» Requirement
Using the listing below, set down exactly the lines starting at the line that contains "142L265 130L184 136L185" and ending at the line that contains "box: [248, 47, 282, 127]", both included, and no others.

.....

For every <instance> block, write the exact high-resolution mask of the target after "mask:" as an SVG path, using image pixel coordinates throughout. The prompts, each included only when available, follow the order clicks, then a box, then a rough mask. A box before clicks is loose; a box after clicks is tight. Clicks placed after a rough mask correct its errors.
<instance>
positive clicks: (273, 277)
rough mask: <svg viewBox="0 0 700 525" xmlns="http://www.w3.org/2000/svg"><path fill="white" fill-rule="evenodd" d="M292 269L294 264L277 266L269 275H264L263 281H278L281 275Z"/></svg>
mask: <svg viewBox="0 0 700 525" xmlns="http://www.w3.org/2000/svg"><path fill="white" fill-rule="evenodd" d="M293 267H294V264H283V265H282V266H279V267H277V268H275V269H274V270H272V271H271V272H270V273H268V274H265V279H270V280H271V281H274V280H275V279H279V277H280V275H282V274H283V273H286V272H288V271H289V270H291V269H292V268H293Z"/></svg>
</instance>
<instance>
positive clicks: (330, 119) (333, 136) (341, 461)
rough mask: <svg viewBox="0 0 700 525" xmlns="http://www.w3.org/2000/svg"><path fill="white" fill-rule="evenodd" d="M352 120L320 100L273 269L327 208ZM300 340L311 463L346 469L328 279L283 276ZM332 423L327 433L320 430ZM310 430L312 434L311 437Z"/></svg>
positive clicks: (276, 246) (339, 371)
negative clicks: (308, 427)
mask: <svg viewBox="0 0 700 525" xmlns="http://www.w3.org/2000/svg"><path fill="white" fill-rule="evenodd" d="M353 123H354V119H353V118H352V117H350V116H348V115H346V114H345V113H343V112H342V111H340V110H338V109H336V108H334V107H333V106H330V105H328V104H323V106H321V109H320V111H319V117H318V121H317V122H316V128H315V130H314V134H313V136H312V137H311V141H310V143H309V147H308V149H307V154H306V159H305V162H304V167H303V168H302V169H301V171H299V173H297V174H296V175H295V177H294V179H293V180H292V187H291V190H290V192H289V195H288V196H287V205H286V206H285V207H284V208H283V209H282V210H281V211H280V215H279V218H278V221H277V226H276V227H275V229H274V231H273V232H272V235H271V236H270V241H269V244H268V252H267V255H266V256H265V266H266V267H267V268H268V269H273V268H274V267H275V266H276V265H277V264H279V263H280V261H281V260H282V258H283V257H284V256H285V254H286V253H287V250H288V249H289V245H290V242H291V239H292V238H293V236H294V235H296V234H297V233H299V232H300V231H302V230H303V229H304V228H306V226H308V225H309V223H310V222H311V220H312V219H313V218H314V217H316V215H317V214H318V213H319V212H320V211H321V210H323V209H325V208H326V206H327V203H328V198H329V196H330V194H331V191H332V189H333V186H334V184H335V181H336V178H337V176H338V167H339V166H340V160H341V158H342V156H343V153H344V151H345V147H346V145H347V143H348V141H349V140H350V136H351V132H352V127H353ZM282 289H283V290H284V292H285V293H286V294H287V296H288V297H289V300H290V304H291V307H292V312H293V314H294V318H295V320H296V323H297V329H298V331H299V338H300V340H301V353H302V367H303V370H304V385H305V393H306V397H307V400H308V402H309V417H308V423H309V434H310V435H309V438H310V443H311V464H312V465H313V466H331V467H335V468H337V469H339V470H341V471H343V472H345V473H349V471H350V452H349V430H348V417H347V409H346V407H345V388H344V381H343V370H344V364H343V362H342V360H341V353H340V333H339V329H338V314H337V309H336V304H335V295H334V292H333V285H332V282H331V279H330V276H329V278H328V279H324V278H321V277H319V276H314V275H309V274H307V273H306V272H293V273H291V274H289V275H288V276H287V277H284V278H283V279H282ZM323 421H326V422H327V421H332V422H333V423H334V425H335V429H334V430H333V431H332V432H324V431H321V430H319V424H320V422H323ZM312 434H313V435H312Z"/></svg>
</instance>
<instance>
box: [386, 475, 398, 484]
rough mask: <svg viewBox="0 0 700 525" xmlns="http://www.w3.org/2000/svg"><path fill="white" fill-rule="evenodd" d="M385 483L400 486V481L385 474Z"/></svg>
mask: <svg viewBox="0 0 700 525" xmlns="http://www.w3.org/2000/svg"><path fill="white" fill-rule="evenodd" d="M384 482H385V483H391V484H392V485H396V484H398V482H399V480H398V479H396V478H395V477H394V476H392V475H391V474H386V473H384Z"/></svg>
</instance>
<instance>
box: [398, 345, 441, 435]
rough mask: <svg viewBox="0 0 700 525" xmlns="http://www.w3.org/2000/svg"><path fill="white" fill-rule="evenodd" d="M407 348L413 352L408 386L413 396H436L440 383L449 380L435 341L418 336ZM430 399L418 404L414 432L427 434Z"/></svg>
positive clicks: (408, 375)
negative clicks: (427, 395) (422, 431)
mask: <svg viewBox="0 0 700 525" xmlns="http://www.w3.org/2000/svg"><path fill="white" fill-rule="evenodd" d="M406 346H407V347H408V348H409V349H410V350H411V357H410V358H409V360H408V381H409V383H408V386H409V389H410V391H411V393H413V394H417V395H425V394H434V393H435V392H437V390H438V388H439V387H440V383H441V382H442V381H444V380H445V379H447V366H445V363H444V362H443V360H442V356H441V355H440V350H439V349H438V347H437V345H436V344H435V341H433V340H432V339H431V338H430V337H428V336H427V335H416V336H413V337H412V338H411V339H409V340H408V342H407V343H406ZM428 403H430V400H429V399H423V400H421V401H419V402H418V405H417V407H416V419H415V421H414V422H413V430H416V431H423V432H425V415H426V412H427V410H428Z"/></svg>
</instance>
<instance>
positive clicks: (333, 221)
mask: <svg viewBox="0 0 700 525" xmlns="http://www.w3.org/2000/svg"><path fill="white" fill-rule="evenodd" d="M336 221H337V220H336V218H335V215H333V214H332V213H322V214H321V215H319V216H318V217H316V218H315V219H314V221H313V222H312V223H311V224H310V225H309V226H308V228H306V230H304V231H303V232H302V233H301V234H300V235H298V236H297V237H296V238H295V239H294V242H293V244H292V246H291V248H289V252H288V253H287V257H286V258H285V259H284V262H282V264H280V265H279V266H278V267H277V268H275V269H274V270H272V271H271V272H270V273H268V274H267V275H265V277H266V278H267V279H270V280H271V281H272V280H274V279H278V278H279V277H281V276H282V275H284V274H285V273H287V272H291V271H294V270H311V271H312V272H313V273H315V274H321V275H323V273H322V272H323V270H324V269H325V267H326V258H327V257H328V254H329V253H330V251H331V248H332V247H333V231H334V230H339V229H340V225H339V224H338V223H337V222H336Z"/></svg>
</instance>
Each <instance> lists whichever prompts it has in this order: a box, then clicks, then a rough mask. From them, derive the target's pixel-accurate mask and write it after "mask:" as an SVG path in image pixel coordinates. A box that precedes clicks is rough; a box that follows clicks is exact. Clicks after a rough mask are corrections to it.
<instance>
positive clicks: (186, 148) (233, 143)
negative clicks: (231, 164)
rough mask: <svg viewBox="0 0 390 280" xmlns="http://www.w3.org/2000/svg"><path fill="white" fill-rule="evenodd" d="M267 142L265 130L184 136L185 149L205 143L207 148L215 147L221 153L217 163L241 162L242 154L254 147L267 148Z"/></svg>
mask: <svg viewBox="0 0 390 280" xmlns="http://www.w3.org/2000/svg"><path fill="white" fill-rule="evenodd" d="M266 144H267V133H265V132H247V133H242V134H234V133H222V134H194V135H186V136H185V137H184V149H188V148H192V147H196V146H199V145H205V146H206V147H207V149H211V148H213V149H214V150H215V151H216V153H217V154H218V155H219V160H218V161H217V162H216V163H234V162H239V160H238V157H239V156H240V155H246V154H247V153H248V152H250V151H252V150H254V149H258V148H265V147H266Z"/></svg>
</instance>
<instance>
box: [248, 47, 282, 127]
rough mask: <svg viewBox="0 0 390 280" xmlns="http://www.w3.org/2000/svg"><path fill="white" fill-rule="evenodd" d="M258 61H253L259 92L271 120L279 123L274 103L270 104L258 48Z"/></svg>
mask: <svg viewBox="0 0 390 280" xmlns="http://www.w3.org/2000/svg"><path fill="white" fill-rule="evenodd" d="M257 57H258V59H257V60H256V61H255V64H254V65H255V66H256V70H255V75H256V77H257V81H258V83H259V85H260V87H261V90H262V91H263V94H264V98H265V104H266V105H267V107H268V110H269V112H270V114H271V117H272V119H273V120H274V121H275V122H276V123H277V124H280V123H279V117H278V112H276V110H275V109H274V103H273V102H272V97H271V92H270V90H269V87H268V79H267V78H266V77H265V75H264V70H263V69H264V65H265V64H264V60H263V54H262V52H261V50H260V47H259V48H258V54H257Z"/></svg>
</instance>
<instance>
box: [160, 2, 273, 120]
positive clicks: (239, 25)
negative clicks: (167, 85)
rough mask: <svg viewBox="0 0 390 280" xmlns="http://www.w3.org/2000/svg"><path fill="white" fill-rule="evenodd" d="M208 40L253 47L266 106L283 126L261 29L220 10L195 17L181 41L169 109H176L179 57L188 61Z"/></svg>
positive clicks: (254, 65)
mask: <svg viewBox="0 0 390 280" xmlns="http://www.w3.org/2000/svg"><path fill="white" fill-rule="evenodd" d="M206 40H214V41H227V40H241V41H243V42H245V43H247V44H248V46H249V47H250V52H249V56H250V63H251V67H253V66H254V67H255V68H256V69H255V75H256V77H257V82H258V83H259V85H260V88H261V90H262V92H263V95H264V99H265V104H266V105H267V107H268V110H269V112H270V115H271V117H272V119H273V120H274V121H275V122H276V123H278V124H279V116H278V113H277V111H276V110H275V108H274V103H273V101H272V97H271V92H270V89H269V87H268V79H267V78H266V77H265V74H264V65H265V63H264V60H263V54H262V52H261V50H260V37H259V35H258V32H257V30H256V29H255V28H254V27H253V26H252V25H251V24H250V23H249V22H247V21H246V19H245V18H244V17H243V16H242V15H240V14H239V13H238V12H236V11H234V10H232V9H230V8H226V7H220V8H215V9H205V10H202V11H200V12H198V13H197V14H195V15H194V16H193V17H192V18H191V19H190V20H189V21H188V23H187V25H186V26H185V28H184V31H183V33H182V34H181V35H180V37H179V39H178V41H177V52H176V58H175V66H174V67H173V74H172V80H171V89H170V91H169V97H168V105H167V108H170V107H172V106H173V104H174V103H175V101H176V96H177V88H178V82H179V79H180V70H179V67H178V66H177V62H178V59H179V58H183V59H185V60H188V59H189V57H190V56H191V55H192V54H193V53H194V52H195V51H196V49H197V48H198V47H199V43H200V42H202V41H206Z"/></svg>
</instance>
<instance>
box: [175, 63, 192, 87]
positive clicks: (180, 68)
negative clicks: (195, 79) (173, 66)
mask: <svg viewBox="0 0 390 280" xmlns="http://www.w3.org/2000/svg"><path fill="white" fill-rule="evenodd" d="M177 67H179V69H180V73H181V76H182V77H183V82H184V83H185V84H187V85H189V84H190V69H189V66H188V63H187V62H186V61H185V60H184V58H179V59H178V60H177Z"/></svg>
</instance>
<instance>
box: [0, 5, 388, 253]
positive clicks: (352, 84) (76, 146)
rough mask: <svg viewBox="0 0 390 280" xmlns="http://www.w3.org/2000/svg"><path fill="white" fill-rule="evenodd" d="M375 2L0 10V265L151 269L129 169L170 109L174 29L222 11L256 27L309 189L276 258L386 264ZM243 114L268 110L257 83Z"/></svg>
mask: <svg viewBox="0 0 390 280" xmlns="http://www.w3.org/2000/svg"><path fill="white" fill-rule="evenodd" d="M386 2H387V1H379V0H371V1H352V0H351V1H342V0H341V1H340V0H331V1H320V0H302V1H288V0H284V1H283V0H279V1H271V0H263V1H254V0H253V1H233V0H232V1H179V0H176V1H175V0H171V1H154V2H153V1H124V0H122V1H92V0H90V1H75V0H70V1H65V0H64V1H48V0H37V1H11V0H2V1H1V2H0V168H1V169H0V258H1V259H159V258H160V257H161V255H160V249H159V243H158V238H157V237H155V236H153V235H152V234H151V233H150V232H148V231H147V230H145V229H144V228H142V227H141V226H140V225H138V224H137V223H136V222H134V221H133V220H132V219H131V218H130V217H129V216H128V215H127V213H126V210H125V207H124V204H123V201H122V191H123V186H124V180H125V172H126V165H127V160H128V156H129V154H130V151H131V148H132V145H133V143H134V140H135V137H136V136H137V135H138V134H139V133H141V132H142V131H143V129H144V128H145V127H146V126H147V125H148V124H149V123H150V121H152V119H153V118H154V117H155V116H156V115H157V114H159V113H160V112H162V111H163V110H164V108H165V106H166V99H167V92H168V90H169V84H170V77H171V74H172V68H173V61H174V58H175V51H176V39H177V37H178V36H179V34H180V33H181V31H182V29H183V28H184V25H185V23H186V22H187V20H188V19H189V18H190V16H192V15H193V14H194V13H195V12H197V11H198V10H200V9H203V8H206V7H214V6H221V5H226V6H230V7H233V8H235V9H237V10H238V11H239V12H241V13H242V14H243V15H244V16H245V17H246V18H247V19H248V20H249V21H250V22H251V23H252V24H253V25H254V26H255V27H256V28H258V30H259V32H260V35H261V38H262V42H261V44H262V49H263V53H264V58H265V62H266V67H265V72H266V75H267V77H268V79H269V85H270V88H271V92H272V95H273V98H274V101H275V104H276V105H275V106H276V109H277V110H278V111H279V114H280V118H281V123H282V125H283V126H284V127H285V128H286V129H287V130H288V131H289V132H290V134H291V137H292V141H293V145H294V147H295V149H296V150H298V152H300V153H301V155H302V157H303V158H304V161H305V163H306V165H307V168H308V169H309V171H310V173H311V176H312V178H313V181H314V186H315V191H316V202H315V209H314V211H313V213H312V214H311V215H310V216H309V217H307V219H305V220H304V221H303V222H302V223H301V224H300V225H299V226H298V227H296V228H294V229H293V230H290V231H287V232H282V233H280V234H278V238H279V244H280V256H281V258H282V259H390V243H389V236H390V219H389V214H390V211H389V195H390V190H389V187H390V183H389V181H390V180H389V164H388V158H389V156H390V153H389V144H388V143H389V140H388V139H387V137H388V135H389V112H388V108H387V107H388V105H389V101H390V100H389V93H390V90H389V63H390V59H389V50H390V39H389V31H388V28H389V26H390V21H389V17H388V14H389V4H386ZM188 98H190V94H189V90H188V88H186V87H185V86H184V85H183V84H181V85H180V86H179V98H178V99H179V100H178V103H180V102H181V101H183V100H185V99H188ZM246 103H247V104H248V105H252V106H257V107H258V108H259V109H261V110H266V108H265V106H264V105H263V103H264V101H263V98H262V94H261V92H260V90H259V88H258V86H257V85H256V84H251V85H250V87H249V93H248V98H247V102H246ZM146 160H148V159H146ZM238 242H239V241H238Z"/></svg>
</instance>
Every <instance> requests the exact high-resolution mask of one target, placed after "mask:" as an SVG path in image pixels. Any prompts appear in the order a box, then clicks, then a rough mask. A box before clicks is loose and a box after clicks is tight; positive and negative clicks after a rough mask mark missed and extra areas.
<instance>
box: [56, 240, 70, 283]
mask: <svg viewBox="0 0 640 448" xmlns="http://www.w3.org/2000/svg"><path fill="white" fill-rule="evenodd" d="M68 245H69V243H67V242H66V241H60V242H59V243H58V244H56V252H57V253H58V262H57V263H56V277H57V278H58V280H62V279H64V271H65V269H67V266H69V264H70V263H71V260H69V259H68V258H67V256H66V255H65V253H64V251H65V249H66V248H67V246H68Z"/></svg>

.....

» Exercise result
rough mask: <svg viewBox="0 0 390 280" xmlns="http://www.w3.org/2000/svg"><path fill="white" fill-rule="evenodd" d="M267 142L265 130L184 136L185 149L205 143L207 148L215 147L221 153L217 163L241 162L242 154L254 147L267 148Z"/></svg>
mask: <svg viewBox="0 0 390 280" xmlns="http://www.w3.org/2000/svg"><path fill="white" fill-rule="evenodd" d="M266 144H267V133H265V132H247V133H242V134H234V133H222V134H194V135H186V136H185V137H184V149H188V148H192V147H196V146H199V145H205V146H206V147H207V149H211V148H213V149H214V150H215V151H216V153H217V154H218V155H219V160H218V161H217V162H216V163H234V162H239V160H238V157H239V156H240V155H246V154H247V153H248V152H250V151H252V150H254V149H258V148H265V147H266Z"/></svg>
</instance>
<instance>
box: [248, 47, 282, 127]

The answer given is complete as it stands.